◆ **Task data**
------------
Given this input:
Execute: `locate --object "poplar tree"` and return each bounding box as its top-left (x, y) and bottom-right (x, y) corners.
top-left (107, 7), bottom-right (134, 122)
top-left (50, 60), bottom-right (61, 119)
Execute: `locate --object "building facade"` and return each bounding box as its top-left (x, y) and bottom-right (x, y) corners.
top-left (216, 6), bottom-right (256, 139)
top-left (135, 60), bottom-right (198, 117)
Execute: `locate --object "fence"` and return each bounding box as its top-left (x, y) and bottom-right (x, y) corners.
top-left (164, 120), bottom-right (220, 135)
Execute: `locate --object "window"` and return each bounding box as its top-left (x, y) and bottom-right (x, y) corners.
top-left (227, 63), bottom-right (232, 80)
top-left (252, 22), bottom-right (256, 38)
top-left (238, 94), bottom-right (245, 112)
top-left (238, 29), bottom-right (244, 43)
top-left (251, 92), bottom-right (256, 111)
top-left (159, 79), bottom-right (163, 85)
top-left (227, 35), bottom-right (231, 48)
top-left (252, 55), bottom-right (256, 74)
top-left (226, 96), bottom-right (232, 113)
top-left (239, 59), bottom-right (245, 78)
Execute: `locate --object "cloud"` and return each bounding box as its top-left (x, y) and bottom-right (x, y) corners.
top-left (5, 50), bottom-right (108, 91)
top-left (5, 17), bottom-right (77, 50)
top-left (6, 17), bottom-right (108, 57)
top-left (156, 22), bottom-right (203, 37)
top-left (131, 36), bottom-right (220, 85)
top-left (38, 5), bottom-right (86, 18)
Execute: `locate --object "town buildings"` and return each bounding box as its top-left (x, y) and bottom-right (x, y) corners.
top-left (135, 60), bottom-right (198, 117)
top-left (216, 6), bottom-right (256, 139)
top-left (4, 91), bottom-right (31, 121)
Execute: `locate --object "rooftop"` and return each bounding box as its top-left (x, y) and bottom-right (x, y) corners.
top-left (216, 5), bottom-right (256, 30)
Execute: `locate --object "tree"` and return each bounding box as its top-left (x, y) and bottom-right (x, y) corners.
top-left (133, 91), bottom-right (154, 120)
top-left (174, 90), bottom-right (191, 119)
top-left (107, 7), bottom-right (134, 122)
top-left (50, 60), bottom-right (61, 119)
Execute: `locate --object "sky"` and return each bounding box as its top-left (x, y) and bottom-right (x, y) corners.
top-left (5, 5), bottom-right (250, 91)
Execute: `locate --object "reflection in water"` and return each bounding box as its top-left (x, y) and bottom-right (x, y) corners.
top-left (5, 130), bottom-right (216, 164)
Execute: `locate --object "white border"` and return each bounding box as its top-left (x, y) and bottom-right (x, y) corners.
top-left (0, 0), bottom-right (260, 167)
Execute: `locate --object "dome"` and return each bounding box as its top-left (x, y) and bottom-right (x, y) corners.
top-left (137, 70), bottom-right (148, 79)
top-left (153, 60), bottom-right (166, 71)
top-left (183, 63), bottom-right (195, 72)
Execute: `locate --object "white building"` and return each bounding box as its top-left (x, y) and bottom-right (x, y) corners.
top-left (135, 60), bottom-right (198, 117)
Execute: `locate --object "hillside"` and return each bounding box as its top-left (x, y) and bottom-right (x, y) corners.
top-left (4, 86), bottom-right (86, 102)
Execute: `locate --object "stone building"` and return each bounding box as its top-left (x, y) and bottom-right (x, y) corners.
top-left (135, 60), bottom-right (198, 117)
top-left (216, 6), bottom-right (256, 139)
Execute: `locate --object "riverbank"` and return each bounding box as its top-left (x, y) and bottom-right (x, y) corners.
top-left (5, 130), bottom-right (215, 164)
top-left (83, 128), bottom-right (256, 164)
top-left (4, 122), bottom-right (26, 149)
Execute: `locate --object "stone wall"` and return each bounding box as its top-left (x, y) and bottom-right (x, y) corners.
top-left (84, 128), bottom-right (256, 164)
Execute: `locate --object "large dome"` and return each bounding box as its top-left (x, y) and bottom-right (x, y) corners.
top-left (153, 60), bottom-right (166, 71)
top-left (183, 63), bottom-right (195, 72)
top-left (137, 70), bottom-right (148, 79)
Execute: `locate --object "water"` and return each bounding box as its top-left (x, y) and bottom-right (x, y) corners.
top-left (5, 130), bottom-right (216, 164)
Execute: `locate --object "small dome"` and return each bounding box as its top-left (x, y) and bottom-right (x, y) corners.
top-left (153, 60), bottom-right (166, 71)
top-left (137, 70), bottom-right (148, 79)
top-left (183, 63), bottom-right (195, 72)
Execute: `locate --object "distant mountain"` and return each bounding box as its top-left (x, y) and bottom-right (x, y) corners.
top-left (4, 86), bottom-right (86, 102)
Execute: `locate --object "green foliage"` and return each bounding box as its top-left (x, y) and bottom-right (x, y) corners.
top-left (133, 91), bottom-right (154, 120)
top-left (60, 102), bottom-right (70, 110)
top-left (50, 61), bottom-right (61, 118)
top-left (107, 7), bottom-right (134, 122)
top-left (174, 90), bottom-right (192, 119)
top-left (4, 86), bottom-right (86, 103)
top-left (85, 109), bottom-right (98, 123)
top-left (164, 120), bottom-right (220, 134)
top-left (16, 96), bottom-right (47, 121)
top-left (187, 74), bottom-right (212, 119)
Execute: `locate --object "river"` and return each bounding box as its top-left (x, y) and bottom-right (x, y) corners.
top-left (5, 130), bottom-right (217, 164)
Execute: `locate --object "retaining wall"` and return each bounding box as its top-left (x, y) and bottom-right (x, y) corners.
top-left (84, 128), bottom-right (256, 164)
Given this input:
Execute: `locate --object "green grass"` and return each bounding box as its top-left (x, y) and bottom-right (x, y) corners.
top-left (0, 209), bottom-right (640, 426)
------------
◆ **Work instructions**
Can you copy out everything from the start of the records down through the line containing "top-left (164, 120), bottom-right (220, 135)", both ends included, with "Execute" changed to "Run" and nothing else altered, giving only those lines?

◆ **Answer to this task**
Given this input:
Run: `locate --object "poplar tree"` and return each bounding box as its top-left (x, y) and bottom-right (x, y) corners.
top-left (107, 7), bottom-right (134, 122)
top-left (50, 60), bottom-right (61, 119)
Run: `locate --object "building facade"` and return each bounding box as its top-left (x, y) and bottom-right (x, y) corners.
top-left (216, 6), bottom-right (256, 139)
top-left (135, 60), bottom-right (198, 117)
Run: `locate --object "fence"` and return each bounding box as its top-left (x, y) and bottom-right (x, y) corners.
top-left (164, 120), bottom-right (220, 135)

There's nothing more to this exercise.